Tally the lines in the records below that contain the string "broth". Reply with the count alone.

Exercise input:
--- Start ---

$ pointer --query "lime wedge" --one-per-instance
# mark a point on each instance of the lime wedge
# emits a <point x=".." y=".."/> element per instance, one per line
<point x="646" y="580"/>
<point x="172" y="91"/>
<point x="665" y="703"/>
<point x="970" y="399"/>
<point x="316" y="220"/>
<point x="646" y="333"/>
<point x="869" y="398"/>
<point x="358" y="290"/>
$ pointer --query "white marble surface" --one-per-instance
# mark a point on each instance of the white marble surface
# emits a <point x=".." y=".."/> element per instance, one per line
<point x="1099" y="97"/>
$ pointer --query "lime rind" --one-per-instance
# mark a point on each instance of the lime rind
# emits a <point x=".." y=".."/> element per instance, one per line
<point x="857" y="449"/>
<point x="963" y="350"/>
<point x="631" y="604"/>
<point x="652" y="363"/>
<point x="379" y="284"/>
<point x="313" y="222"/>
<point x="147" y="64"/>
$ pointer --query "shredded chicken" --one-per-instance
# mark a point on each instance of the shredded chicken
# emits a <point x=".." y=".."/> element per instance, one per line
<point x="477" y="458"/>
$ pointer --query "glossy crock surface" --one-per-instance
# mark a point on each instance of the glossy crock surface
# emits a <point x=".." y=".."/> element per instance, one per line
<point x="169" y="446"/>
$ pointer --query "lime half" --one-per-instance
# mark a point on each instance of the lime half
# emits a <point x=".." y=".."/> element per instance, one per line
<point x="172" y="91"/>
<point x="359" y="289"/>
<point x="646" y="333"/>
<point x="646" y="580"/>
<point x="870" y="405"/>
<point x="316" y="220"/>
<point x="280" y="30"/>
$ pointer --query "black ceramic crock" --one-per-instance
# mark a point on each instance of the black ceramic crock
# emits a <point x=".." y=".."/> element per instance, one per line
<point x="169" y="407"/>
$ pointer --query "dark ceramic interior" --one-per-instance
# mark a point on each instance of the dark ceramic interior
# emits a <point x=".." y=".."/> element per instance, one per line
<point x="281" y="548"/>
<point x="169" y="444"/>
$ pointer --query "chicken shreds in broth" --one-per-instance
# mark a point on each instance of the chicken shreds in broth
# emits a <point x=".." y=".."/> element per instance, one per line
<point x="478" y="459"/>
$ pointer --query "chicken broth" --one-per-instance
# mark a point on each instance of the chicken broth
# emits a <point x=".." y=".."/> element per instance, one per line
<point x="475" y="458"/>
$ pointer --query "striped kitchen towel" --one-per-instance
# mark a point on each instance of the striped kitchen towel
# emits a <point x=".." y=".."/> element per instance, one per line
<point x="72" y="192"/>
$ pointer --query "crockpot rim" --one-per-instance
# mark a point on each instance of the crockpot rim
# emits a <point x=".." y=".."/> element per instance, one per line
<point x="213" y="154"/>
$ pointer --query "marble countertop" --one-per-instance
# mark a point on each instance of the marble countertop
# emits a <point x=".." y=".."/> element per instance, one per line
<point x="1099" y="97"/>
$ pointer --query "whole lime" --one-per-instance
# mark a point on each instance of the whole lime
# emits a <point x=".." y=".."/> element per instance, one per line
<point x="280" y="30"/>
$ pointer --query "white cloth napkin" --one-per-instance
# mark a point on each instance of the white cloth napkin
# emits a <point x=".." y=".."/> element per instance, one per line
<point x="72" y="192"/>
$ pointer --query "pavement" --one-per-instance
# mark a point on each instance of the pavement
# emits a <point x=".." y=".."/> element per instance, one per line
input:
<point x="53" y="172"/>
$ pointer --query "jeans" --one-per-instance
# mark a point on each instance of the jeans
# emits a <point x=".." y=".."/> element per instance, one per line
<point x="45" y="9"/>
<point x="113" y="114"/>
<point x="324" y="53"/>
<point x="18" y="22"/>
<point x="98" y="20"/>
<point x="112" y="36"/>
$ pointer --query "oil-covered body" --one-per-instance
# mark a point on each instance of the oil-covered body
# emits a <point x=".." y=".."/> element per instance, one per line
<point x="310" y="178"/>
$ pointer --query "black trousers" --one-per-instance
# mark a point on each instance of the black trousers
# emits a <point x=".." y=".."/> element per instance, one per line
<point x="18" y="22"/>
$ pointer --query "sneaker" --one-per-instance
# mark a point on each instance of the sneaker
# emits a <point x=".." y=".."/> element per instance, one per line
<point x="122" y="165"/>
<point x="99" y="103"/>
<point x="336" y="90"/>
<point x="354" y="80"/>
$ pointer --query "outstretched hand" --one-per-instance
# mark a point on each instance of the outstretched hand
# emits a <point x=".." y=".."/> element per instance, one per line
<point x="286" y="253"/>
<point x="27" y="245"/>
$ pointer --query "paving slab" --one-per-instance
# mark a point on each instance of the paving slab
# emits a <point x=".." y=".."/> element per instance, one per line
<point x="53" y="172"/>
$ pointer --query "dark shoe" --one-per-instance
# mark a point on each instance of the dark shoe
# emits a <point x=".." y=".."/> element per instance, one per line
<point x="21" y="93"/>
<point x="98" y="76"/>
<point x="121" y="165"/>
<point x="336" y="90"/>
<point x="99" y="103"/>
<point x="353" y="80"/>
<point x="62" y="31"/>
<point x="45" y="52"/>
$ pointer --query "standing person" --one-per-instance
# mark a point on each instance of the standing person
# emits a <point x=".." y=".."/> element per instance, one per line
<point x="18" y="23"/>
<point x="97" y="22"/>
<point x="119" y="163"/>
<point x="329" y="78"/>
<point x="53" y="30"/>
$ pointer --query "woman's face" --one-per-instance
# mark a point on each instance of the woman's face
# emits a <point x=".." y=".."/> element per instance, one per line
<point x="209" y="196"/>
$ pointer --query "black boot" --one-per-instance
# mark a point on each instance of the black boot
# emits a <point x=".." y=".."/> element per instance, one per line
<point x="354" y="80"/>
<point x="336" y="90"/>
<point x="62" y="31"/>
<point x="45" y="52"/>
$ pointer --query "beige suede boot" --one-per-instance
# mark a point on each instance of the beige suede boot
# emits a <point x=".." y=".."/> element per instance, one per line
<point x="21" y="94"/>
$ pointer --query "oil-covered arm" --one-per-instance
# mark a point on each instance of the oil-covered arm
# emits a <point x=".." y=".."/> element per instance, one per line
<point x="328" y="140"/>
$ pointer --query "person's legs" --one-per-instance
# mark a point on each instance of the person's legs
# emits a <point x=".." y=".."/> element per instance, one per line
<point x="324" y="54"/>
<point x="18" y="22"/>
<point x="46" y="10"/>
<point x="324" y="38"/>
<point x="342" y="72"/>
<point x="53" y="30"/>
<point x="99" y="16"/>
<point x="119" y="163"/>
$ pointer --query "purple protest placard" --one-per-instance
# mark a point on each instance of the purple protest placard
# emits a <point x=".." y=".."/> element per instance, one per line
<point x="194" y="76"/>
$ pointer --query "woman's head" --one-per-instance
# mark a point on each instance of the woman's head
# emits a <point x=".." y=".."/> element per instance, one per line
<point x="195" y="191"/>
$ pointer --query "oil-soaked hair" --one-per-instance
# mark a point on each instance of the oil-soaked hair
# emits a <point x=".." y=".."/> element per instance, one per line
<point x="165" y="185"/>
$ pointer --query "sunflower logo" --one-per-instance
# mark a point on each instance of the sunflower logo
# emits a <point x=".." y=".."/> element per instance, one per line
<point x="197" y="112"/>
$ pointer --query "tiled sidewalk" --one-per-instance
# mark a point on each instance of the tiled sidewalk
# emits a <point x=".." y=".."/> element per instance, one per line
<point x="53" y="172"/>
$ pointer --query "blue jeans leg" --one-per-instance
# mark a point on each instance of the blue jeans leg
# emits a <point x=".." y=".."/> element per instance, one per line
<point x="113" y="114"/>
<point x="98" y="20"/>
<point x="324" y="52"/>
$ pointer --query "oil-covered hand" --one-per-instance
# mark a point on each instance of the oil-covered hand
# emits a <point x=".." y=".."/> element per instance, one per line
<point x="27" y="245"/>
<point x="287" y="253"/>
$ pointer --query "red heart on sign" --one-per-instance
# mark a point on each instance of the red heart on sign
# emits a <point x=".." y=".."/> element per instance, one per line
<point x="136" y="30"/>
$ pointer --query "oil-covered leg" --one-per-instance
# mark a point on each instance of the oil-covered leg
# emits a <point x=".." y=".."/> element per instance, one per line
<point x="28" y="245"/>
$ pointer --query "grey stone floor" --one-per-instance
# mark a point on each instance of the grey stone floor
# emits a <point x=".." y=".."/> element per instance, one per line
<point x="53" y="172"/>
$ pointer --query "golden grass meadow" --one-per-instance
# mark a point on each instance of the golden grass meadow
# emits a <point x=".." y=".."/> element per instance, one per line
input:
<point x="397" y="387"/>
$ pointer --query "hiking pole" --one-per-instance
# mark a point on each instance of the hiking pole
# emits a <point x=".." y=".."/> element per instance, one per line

--- End ---
--- Start ---

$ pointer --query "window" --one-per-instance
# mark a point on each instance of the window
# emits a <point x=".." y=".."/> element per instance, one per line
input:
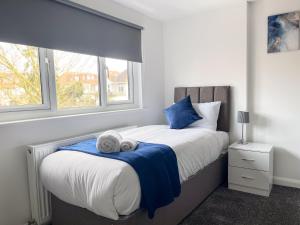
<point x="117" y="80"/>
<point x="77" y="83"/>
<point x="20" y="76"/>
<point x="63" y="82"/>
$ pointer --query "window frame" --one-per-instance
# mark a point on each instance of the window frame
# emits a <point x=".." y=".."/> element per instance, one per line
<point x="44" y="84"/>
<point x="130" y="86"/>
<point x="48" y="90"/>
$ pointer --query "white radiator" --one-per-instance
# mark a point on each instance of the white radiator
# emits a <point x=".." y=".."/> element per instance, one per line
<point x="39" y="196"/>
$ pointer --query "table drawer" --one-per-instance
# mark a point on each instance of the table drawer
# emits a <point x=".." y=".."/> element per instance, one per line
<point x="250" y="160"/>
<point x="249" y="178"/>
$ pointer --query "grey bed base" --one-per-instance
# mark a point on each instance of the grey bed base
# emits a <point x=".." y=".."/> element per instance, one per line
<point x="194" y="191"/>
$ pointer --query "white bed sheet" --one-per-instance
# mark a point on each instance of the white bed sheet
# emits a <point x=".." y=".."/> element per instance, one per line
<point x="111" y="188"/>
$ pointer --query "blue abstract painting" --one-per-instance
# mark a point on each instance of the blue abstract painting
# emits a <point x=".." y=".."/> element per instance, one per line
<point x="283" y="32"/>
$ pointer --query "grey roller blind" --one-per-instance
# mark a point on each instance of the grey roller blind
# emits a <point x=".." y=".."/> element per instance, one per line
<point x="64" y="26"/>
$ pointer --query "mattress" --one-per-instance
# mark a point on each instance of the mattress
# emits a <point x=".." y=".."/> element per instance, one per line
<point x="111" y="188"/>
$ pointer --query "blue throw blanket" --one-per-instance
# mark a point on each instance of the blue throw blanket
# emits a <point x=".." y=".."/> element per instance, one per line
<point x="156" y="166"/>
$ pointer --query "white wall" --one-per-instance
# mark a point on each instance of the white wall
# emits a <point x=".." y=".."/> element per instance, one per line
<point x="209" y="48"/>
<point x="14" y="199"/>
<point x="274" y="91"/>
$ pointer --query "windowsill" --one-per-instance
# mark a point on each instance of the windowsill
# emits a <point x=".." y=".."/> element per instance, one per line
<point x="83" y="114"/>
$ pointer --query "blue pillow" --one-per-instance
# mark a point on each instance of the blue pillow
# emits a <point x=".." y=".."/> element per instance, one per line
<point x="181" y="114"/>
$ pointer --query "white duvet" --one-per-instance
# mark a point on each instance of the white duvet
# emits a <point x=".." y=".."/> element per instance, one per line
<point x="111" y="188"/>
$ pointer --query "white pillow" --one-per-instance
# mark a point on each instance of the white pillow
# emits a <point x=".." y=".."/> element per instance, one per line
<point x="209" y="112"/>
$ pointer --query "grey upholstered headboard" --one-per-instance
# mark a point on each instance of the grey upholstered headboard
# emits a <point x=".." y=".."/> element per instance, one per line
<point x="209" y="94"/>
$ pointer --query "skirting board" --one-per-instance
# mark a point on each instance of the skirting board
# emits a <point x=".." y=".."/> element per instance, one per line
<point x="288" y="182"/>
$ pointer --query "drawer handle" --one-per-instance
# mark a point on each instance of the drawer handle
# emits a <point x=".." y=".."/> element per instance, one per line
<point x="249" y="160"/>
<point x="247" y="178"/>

--- End ---

Task output: 4